### [Task details]
Copy the material below word for word, but leave out the pictures.

### [The input]

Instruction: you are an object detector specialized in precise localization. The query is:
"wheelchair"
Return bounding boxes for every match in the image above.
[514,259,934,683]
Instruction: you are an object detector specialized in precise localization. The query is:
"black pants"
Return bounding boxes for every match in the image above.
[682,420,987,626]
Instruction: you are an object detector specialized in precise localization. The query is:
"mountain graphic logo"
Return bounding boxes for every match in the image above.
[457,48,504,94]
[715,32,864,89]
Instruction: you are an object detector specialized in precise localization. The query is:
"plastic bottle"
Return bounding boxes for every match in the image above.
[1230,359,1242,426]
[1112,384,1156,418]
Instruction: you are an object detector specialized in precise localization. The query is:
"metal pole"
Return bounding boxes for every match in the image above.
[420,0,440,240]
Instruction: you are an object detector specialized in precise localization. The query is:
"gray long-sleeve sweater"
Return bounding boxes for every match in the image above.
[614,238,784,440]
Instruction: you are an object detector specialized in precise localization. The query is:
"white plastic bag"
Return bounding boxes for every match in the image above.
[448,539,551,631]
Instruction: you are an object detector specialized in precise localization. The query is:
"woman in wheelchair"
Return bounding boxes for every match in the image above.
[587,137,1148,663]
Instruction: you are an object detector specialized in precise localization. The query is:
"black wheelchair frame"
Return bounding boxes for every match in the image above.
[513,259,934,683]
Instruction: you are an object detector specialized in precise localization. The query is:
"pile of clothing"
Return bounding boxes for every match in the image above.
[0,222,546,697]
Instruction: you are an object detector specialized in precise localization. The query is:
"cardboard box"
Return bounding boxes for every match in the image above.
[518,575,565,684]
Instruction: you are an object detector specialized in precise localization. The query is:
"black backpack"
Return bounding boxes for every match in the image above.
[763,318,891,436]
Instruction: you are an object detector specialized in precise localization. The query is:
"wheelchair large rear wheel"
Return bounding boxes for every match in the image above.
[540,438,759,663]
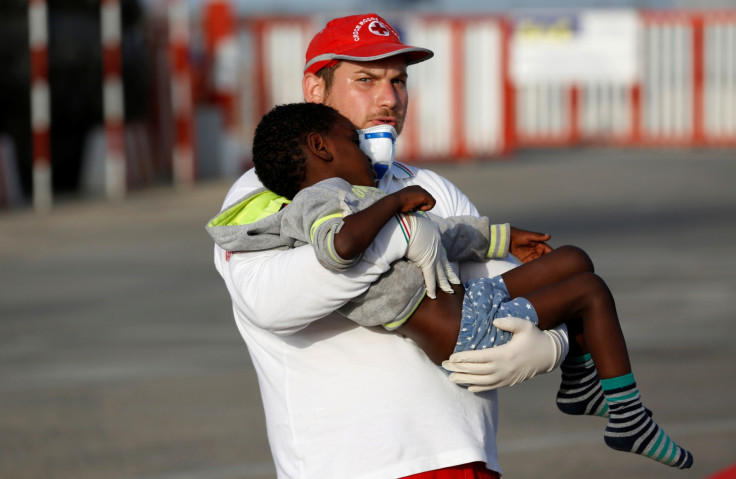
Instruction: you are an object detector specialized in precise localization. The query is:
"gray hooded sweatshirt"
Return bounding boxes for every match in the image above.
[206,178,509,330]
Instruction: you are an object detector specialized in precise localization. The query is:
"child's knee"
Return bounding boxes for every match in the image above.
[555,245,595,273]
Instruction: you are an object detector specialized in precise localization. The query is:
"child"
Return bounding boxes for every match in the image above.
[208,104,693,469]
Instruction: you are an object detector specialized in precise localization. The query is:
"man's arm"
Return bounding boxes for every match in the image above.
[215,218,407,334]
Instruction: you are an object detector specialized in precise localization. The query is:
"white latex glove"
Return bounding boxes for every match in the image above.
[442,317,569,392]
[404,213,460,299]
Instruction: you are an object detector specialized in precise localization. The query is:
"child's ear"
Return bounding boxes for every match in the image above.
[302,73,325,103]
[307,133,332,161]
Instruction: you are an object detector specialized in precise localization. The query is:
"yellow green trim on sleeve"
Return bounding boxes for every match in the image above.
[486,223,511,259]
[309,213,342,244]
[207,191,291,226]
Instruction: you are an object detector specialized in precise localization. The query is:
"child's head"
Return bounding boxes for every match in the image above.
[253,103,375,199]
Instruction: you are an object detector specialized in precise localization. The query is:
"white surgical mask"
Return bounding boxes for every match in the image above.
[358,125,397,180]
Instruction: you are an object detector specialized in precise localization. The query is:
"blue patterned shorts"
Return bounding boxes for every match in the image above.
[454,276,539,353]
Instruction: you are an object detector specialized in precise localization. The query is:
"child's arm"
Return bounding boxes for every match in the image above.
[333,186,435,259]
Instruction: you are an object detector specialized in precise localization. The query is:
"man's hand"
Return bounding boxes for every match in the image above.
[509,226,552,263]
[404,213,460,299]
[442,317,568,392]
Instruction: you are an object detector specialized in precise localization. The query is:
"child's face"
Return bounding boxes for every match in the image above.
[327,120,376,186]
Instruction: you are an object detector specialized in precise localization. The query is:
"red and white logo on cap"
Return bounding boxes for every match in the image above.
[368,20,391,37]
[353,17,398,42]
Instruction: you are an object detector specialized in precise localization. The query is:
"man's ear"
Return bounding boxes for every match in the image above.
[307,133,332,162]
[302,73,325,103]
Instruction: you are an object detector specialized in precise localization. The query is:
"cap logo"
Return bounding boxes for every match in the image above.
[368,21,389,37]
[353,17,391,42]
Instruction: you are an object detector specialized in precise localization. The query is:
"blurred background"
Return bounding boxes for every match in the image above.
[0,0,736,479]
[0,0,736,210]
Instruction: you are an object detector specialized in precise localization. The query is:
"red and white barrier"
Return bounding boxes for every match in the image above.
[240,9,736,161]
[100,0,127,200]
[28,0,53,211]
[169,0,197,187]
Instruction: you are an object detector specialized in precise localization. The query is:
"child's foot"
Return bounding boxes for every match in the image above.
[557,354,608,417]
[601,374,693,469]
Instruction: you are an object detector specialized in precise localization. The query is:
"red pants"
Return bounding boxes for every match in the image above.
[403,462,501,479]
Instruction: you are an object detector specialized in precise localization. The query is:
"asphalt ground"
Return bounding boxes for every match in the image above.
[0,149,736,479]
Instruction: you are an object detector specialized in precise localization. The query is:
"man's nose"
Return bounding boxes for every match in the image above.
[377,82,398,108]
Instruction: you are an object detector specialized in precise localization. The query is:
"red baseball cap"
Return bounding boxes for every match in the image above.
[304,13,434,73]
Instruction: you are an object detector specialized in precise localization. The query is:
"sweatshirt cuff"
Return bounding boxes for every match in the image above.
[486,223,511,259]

### [The completed task]
Instruction: you are an object detector specialized in precise localization. The query is:
"wheelchair"
Return bounding boxes for every match in the image above.
[514,259,934,683]
Instruction: you are an object detector specialized in precise localization. The query is:
"black pants"
Return bounding boxes for every match in the image above.
[682,420,987,626]
Instruction: you are an object detector specialized in precise localization. The query is:
"mountain graphic logo"
Return bounding boxes for every match in the image above.
[457,48,504,94]
[715,32,864,89]
Instruction: you are an object detector specialized in precise localization. The query is:
"plastic bottle"
Return bounding boxes for every match in the image above.
[1230,359,1242,426]
[1112,384,1156,418]
Instruction: you are an object detector specialized in precise localization. The query is:
"metal pole"
Return bounding boxes for every match in the image above.
[420,0,440,240]
Instruction: you are an object detector specialized in precise localization. The query is:
"gray long-sleeve sweater"
Return bounding boxes for every match in the image above.
[614,238,784,440]
Instruction: you are an object detector specialized in precise localization. The query is:
"white plastic bag"
Return bounding boxes for every match in the image above.
[448,539,551,631]
Instruction: you are an object detector specialized in precise localization. The query is:
"woman in wheelchair"
Return bounding boxes for every match in the image above.
[587,137,1148,663]
Instruction: you are an object detector specialized in precise localization. The query is:
"black wheelchair frame"
Return bounding boxes for every match in the image above.
[513,259,934,683]
Instruction: you are an object detector specialized in precise localization. The query is:
"pile of clothing"
Return bounding boxes for every match in the image above.
[0,222,546,697]
Instruction: you are an object detector specialized in precise localization. The query is:
"cardboard box"
Return bounding boxes for every match in the image above.
[518,575,565,684]
Instruction: you are an object detector specialized in precise localization. The query is:
"black backpack"
Return bounding boxes for every match in the image above.
[763,318,891,436]
Instruction: you are an object detector specialized in precise localization. The query is:
"wheelchair large rear wheel"
Return bounding boxes for every match in the image above.
[540,438,759,663]
Instruction: you are an object detector specialized in precise localization. The query is:
"gray hooded sweatshirt"
Return bounding boxes for every match in the image above.
[206,178,509,330]
Instruction: you are an object detector specialized in precise localization. The query is:
"child's knee"
Return bounding boxes for every match in the image above.
[555,245,595,273]
Instruction: you are an object detector specialized in precise localization. The query is:
"child"
Return bounding boxes for every match in the image above.
[208,104,693,469]
Instruction: you are an object detector specialized in precise localization. The query is:
"man's arm"
Return bounding boxes for every match in the image above.
[215,218,407,334]
Instruction: you are an object detector specialized in precise localization. The query is:
"white latex glove"
Return bounding boxes for every match in the image above.
[442,317,569,392]
[404,213,460,299]
Instruction: you are an object detector specialized in precise localization. The query is:
"child's ear"
Return bounding boxes for every match in the image above.
[302,73,325,103]
[307,133,332,161]
Instruction: you are an object detector specialized in precise localization. The query is:
"yellow green trim on sleeve"
Return bounding boxes for every match in the image above.
[486,223,511,259]
[309,213,342,244]
[207,191,291,226]
Instruction: you are an object detector specialized in precise localization. The query is:
"child's head"
Return bounding boxes for every match in the image above.
[253,103,375,199]
Instruction: you are an object detector specialized in precise localization. The query is:
"white surgical mask"
Return bounding boxes for every match in the image above.
[358,125,397,180]
Instruction: you are an object detector specialized in precise localization. The query is:
"blue patterned shorts"
Return bounding boxes for every match in the image above.
[454,276,539,353]
Instruction: you are an object detector specialized in precise localization. The query is:
"child's arm"
Return bounding boxes for every match in the image above.
[333,186,435,259]
Instruction: you are an object detector specialized in precise localization. The query is:
"man's hand"
Return bounding boxes for every match in the image above.
[509,226,552,263]
[404,213,460,299]
[442,317,568,392]
Instruction: you are an object detector specialized in precise localization. The query is:
"child's face"
Return bounding boxes for every match in the image above.
[327,120,376,186]
Instruction: you are an object detector specialized in precise localization. The query is:
"red and white logo on cap"
Return bounding boxes for every match in the image above.
[368,20,391,37]
[353,17,398,42]
Instruction: you are an object detector specialized in precise localization. The query is:
"man's ear"
Return bounding boxes for every match in the image above.
[307,133,332,162]
[302,73,325,103]
Instruction: you are an object detector specialized in precise localization. The query is:
"cap logo"
Return bounding boxes for every match in the image above.
[368,21,389,37]
[353,17,391,42]
Instruction: you are an object detector specialized in precise localization. The query is:
"blurred background"
Return bounding boxes for every match in the image above.
[0,0,736,479]
[0,0,736,210]
Instruction: you are an object detector specialized in precise localization. The query is:
"red and white barrier"
Return bounding boxes for every match in the image above.
[240,9,736,161]
[100,0,127,200]
[28,0,53,211]
[169,0,197,187]
Instruction: you are an object detector specialized in precise localization. The query is:
"child's foot"
Return bounding boxes for every match in the image above.
[557,354,608,417]
[601,374,693,469]
Instruction: you are an object detector specialized in precise localization. The query is:
"red pants"
Return bounding boxes for every match in the image above.
[403,462,501,479]
Instruction: you are an object detector specialized in precise localization. The query is:
"asphalt ground"
Return bounding boxes for every match in the image above.
[0,149,736,479]
Instruction: you are an object detector specialized in precise localization. The query is:
"man's nose"
Return bounding boxes for every match in the image above.
[377,82,398,108]
Instruction: you are an object detector specialized in precise localization. The query is:
"red baseball cap"
Return bounding boxes for every match in the image above.
[304,13,434,73]
Instruction: you are an object detector specialized in precise localization. The query is:
"sweatshirt cuff"
Return bounding boxes for every match in the image above.
[486,223,511,259]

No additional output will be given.